* **TASK BRIEF**
Write out the whole listing word for word.

* **INPUT**
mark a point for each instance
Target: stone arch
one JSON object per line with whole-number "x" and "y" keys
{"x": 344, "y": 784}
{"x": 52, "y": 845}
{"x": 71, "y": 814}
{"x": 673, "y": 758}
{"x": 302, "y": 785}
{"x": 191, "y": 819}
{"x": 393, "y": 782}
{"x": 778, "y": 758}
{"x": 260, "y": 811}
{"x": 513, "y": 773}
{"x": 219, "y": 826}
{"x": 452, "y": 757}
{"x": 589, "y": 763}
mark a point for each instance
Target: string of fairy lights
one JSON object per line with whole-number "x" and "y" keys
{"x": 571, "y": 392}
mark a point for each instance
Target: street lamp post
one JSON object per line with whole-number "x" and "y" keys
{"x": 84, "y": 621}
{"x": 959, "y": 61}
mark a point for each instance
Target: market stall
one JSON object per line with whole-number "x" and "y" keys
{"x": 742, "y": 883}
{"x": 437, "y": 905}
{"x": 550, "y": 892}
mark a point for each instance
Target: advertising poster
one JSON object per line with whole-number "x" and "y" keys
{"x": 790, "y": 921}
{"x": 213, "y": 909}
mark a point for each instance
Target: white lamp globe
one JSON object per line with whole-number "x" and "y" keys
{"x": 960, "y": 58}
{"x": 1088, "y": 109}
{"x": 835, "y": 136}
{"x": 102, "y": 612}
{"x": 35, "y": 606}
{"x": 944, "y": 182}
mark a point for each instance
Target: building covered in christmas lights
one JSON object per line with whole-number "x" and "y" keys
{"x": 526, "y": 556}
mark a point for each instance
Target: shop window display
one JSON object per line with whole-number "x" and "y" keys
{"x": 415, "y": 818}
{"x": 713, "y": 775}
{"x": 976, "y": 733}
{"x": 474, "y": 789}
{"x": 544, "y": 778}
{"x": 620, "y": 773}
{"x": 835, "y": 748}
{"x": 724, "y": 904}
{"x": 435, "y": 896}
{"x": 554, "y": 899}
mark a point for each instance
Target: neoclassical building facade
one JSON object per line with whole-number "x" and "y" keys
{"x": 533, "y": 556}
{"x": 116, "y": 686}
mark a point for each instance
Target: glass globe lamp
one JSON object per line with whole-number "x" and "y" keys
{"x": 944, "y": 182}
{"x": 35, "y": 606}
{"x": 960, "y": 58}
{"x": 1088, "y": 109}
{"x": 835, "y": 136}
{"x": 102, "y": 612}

* **THE ANSWER**
mark a point for each instance
Target: stone arch
one JSON object per line with whole-number "x" and "y" keys
{"x": 344, "y": 784}
{"x": 52, "y": 845}
{"x": 71, "y": 814}
{"x": 673, "y": 758}
{"x": 302, "y": 785}
{"x": 191, "y": 819}
{"x": 393, "y": 782}
{"x": 778, "y": 758}
{"x": 260, "y": 811}
{"x": 513, "y": 773}
{"x": 219, "y": 826}
{"x": 452, "y": 757}
{"x": 589, "y": 763}
mark a point for each instance
Target: string of fairy lights
one JSON object per line with whole-number "x" and "y" keys
{"x": 571, "y": 392}
mark a point for each instance
Target: street lamp post
one JSON object per line with whole-number "x" and "y" keys
{"x": 84, "y": 621}
{"x": 959, "y": 61}
mark a point for each instance
Target: market stall
one JSON object per line with whole-number "x" and "y" keys
{"x": 742, "y": 883}
{"x": 437, "y": 905}
{"x": 550, "y": 892}
mark a point for each instance
Target: advertising poster
one JSON object per line with whole-number "x" and "y" keys
{"x": 790, "y": 921}
{"x": 213, "y": 909}
mark a point for each instance
Target: white lamp globe
one JSON object per line with whole-number "x" and "y" keys
{"x": 960, "y": 58}
{"x": 1088, "y": 109}
{"x": 835, "y": 136}
{"x": 102, "y": 612}
{"x": 35, "y": 606}
{"x": 944, "y": 182}
mark a point for each instance
Target: building covered in christmas lights
one JSON object per line with whole-number "x" and "y" keys
{"x": 526, "y": 556}
mark a point for each instance
Target: shop window display
one JSON object per line with whole-number "x" and "y" keys
{"x": 415, "y": 818}
{"x": 713, "y": 775}
{"x": 976, "y": 733}
{"x": 474, "y": 789}
{"x": 544, "y": 778}
{"x": 620, "y": 773}
{"x": 835, "y": 748}
{"x": 724, "y": 904}
{"x": 435, "y": 896}
{"x": 554, "y": 899}
mark a point for each instance
Target: neoclassical building facade
one JSON object per line with whole-number "x" and "y" keys
{"x": 533, "y": 556}
{"x": 116, "y": 686}
mark a point for each instance
Target: glass globe lamp
one JSON object per line with whole-number "x" and "y" keys
{"x": 944, "y": 182}
{"x": 35, "y": 606}
{"x": 960, "y": 58}
{"x": 1088, "y": 109}
{"x": 835, "y": 136}
{"x": 102, "y": 612}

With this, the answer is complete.